Set problem –
Rewrite every line of the material below as a numbered list, skipping blank lines. Don't include any pictures in your answer.
━━━ Data supplied ━━━
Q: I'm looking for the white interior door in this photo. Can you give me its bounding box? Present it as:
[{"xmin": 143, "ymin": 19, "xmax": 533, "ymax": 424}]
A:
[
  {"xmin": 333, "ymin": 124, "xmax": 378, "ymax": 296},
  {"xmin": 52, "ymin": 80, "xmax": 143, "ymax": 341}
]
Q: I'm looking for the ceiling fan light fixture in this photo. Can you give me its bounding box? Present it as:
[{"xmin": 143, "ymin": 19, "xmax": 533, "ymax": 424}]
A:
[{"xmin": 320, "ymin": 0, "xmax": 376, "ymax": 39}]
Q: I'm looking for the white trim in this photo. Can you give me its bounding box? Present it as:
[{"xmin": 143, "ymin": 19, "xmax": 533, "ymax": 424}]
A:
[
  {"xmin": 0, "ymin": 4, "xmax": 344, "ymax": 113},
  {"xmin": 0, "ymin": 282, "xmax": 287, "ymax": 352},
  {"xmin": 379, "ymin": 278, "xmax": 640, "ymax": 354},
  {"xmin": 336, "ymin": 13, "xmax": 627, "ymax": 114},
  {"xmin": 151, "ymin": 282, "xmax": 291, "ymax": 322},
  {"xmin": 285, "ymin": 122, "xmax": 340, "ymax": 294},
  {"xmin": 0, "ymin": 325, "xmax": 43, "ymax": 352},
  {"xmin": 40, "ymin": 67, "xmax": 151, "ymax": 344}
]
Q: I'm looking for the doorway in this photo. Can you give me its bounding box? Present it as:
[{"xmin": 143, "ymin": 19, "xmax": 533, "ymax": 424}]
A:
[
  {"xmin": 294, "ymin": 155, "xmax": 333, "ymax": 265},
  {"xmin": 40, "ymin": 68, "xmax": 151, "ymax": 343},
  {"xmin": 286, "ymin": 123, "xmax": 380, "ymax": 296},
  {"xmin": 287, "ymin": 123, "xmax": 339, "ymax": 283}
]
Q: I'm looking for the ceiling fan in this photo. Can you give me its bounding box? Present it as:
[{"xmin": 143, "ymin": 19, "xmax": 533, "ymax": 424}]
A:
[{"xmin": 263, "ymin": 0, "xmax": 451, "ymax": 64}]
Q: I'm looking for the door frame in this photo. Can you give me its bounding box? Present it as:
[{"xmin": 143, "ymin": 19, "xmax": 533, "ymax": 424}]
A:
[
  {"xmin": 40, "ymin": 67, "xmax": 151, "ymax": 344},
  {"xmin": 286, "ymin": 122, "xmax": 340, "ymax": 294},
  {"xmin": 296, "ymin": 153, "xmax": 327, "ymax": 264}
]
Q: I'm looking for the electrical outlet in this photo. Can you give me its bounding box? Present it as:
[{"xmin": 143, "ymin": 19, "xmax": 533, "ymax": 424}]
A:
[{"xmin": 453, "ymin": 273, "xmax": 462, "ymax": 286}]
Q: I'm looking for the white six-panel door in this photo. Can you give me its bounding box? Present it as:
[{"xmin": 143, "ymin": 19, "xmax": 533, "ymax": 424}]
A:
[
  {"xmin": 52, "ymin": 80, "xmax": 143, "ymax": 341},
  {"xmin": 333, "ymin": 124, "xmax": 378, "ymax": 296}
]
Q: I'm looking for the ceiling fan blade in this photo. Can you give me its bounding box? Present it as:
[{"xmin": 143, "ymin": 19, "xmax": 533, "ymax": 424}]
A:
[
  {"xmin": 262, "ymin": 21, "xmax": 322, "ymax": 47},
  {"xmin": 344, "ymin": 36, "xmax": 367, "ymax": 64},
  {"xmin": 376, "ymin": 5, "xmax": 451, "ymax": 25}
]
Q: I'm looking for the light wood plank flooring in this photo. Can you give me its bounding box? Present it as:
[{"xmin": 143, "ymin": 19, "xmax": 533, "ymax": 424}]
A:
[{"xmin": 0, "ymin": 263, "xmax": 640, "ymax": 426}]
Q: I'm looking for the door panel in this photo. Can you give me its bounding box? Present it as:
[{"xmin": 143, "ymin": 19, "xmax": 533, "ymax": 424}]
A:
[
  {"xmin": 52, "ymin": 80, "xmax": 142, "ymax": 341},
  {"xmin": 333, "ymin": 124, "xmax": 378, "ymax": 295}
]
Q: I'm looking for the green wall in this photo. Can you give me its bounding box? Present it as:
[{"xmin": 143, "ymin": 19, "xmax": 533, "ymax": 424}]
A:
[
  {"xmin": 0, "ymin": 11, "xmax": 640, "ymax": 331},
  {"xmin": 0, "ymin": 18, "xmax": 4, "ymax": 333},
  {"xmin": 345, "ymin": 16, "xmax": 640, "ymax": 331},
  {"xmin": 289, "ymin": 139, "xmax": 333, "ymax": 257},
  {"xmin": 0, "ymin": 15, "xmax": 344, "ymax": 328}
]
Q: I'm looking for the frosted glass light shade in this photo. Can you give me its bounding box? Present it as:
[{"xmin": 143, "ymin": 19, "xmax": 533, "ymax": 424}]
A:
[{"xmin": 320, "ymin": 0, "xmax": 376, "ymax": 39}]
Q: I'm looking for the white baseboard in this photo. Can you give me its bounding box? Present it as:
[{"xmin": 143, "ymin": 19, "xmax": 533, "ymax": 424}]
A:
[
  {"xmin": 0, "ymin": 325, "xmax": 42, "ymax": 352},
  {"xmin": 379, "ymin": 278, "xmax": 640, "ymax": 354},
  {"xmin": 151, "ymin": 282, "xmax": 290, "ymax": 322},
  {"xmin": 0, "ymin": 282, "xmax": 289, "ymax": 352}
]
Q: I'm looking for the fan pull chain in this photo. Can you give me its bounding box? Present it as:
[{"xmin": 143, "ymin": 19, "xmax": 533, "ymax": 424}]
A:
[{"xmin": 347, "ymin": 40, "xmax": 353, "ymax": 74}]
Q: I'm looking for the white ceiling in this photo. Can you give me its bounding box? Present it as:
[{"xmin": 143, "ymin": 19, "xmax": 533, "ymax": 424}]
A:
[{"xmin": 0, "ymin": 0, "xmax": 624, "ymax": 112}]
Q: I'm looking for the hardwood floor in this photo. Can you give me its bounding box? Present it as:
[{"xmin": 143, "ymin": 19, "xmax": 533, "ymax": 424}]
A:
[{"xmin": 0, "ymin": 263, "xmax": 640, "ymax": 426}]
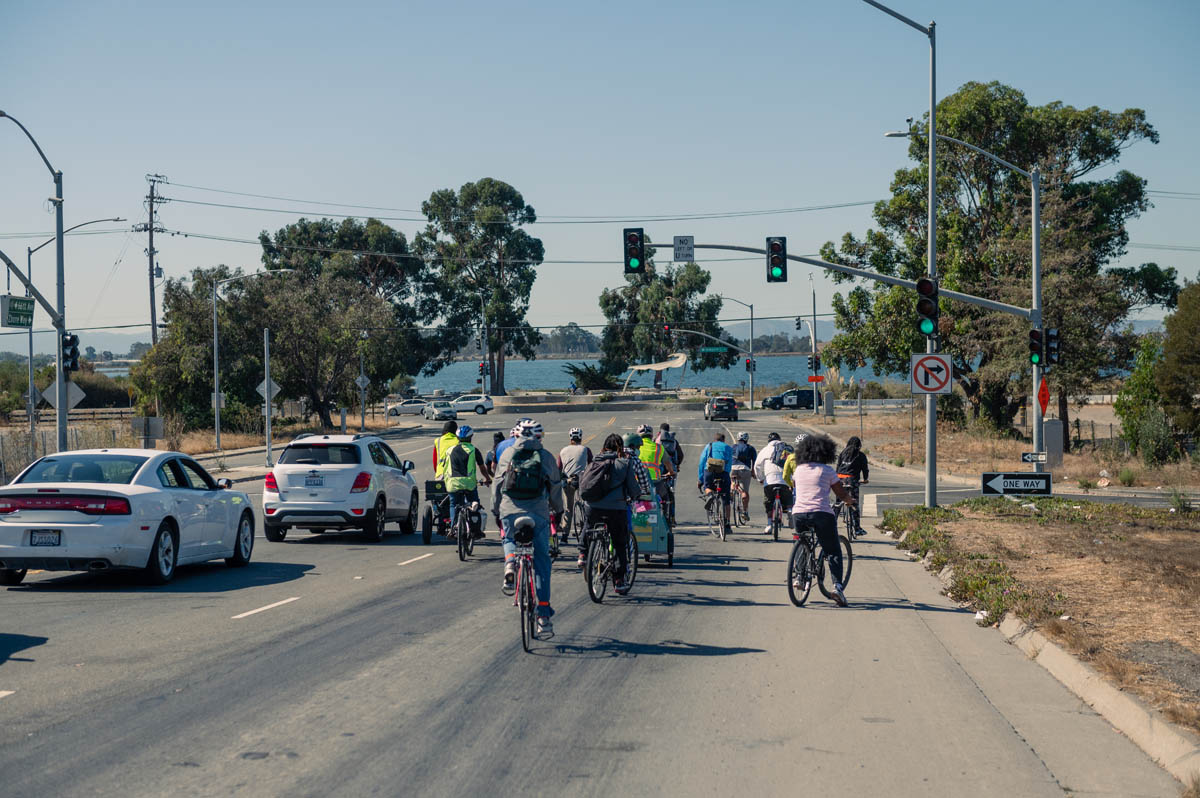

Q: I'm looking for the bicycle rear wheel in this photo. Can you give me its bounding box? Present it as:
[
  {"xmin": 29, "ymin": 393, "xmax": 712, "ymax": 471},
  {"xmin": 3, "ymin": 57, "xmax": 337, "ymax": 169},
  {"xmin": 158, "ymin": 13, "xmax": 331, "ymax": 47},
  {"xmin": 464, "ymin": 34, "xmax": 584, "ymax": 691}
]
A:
[
  {"xmin": 817, "ymin": 535, "xmax": 854, "ymax": 599},
  {"xmin": 787, "ymin": 540, "xmax": 815, "ymax": 607},
  {"xmin": 583, "ymin": 533, "xmax": 608, "ymax": 604},
  {"xmin": 517, "ymin": 557, "xmax": 535, "ymax": 652}
]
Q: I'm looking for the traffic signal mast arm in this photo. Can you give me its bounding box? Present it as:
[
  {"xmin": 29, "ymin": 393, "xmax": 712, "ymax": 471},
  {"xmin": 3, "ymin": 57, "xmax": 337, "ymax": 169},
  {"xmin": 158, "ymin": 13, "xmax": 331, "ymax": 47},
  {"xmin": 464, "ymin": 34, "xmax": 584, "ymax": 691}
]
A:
━━━
Correct result –
1. Q: I'm looking for the white interior door in this photo. Can you give me its bounding box? Present it as:
2. [{"xmin": 143, "ymin": 19, "xmax": 533, "ymax": 424}]
3. A:
4. [
5.   {"xmin": 333, "ymin": 124, "xmax": 378, "ymax": 296},
6.   {"xmin": 52, "ymin": 80, "xmax": 143, "ymax": 341}
7. ]
8. Q: I'm looking for the ceiling fan light fixture in this photo. Can you give me its bounding box? Present it as:
9. [{"xmin": 143, "ymin": 19, "xmax": 533, "ymax": 424}]
10. A:
11. [{"xmin": 320, "ymin": 0, "xmax": 376, "ymax": 39}]
12. Q: I'm looking for the white trim in this photo. Can you give me its bounding box? Present it as:
13. [{"xmin": 143, "ymin": 19, "xmax": 533, "ymax": 424}]
14. A:
15. [
16.   {"xmin": 0, "ymin": 4, "xmax": 344, "ymax": 113},
17.   {"xmin": 0, "ymin": 282, "xmax": 287, "ymax": 352},
18.   {"xmin": 379, "ymin": 278, "xmax": 640, "ymax": 354},
19.   {"xmin": 336, "ymin": 13, "xmax": 627, "ymax": 114},
20.   {"xmin": 151, "ymin": 282, "xmax": 291, "ymax": 322},
21.   {"xmin": 285, "ymin": 122, "xmax": 340, "ymax": 294},
22.   {"xmin": 0, "ymin": 325, "xmax": 43, "ymax": 352},
23.   {"xmin": 40, "ymin": 67, "xmax": 151, "ymax": 344}
24. ]
25. Q: I'm looking for the doorway in this photo. Can you give me its bounding box? Present it as:
26. [{"xmin": 143, "ymin": 19, "xmax": 533, "ymax": 424}]
27. A:
28. [
29.   {"xmin": 294, "ymin": 155, "xmax": 333, "ymax": 265},
30.   {"xmin": 40, "ymin": 68, "xmax": 151, "ymax": 343},
31.   {"xmin": 286, "ymin": 123, "xmax": 380, "ymax": 296},
32.   {"xmin": 287, "ymin": 123, "xmax": 339, "ymax": 283}
33. ]
34. Q: I'm looking for the ceiling fan in this photo. Can you give me its bounding box? Present it as:
35. [{"xmin": 143, "ymin": 19, "xmax": 533, "ymax": 424}]
36. A:
37. [{"xmin": 263, "ymin": 0, "xmax": 451, "ymax": 64}]
38. Q: I'm looking for the door frame in this photo. Can you give me its bounding box? Present it as:
39. [{"xmin": 143, "ymin": 19, "xmax": 533, "ymax": 424}]
40. A:
41. [
42.   {"xmin": 40, "ymin": 67, "xmax": 151, "ymax": 344},
43.   {"xmin": 286, "ymin": 122, "xmax": 340, "ymax": 294},
44.   {"xmin": 296, "ymin": 153, "xmax": 327, "ymax": 264}
45. ]
46. Q: I'm looking for the electrical outlet in this photo. Can you give me its bounding box? Present it as:
47. [{"xmin": 143, "ymin": 19, "xmax": 533, "ymax": 424}]
48. A:
49. [{"xmin": 453, "ymin": 273, "xmax": 462, "ymax": 286}]
50. Q: I'm looking for the white six-panel door in this photo. Can you give me its bounding box? Present it as:
51. [{"xmin": 143, "ymin": 19, "xmax": 533, "ymax": 424}]
52. A:
53. [
54.   {"xmin": 52, "ymin": 80, "xmax": 143, "ymax": 341},
55.   {"xmin": 333, "ymin": 124, "xmax": 378, "ymax": 296}
56. ]
57. Q: I'm looking for the ceiling fan blade in this photo. Can you give me its bounding box? Present it as:
58. [{"xmin": 143, "ymin": 19, "xmax": 533, "ymax": 424}]
59. A:
60. [
61.   {"xmin": 262, "ymin": 21, "xmax": 322, "ymax": 47},
62.   {"xmin": 344, "ymin": 36, "xmax": 367, "ymax": 64},
63.   {"xmin": 376, "ymin": 5, "xmax": 451, "ymax": 25}
64. ]
65. Q: I'm looking for the light wood plank flooring in this photo. Can you give me its bounding box? Present it as:
66. [{"xmin": 143, "ymin": 19, "xmax": 533, "ymax": 424}]
67. A:
68. [{"xmin": 0, "ymin": 263, "xmax": 640, "ymax": 426}]
69. Q: I'm looking for the door panel in this photo. Can you give me its bounding box? Present it as:
70. [{"xmin": 143, "ymin": 19, "xmax": 533, "ymax": 424}]
71. A:
72. [
73.   {"xmin": 52, "ymin": 80, "xmax": 142, "ymax": 341},
74.   {"xmin": 333, "ymin": 124, "xmax": 378, "ymax": 295}
75. ]
76. Q: I'm looking for the green wall in this photo. Can you give me its bounding box? Present it as:
77. [{"xmin": 143, "ymin": 19, "xmax": 533, "ymax": 424}]
78. A:
79. [
80.   {"xmin": 0, "ymin": 11, "xmax": 640, "ymax": 331},
81.   {"xmin": 0, "ymin": 18, "xmax": 4, "ymax": 333},
82.   {"xmin": 345, "ymin": 16, "xmax": 640, "ymax": 331},
83.   {"xmin": 289, "ymin": 139, "xmax": 333, "ymax": 257},
84.   {"xmin": 0, "ymin": 15, "xmax": 344, "ymax": 328}
85. ]
86. Q: I'm looking for the frosted glass light shade in this photo. Can you give me its bounding box? Present it as:
87. [{"xmin": 143, "ymin": 19, "xmax": 533, "ymax": 424}]
88. A:
89. [{"xmin": 320, "ymin": 0, "xmax": 376, "ymax": 39}]
90. Q: I'm looking for the white baseboard in this photo. Can you give me its bounding box? Present it as:
91. [{"xmin": 143, "ymin": 19, "xmax": 533, "ymax": 424}]
92. A:
93. [
94.   {"xmin": 0, "ymin": 325, "xmax": 42, "ymax": 352},
95.   {"xmin": 379, "ymin": 278, "xmax": 640, "ymax": 354},
96.   {"xmin": 151, "ymin": 282, "xmax": 290, "ymax": 322},
97.   {"xmin": 0, "ymin": 282, "xmax": 289, "ymax": 352}
98. ]
99. Q: I'm looking for the fan pull chain in this photo. Can you give me its bounding box? Present it as:
100. [{"xmin": 143, "ymin": 19, "xmax": 533, "ymax": 424}]
101. A:
102. [{"xmin": 347, "ymin": 40, "xmax": 353, "ymax": 74}]
103. Q: I'm looking for the white ceiling in this photo. Can you give me its bounding box? Present it as:
104. [{"xmin": 143, "ymin": 19, "xmax": 533, "ymax": 424}]
105. A:
106. [{"xmin": 0, "ymin": 0, "xmax": 624, "ymax": 112}]
107. Q: I'm looking for the hardwood floor in this photo. Can you give me its bounding box? Present it as:
108. [{"xmin": 143, "ymin": 19, "xmax": 533, "ymax": 424}]
109. A:
110. [{"xmin": 0, "ymin": 263, "xmax": 640, "ymax": 426}]
111. Q: I'm looking for the bicycle rear wheel in this photo. Can you give me its bounding box? Present it as:
112. [
113.   {"xmin": 29, "ymin": 393, "xmax": 712, "ymax": 471},
114.   {"xmin": 3, "ymin": 57, "xmax": 337, "ymax": 169},
115.   {"xmin": 158, "ymin": 13, "xmax": 331, "ymax": 47},
116.   {"xmin": 464, "ymin": 34, "xmax": 584, "ymax": 691}
117. ]
118. A:
119. [
120.   {"xmin": 817, "ymin": 535, "xmax": 854, "ymax": 599},
121.   {"xmin": 787, "ymin": 540, "xmax": 815, "ymax": 607},
122.   {"xmin": 583, "ymin": 533, "xmax": 608, "ymax": 604},
123.   {"xmin": 517, "ymin": 557, "xmax": 535, "ymax": 652}
124. ]
125. Q: I'm looking for the traffic signal mast arm in this photo. Can you give me its bounding box? Present it as:
126. [
127.   {"xmin": 29, "ymin": 393, "xmax": 712, "ymax": 471},
128.   {"xmin": 3, "ymin": 57, "xmax": 337, "ymax": 169},
129.   {"xmin": 158, "ymin": 13, "xmax": 331, "ymax": 47},
130.   {"xmin": 464, "ymin": 34, "xmax": 584, "ymax": 691}
131. ]
132. A:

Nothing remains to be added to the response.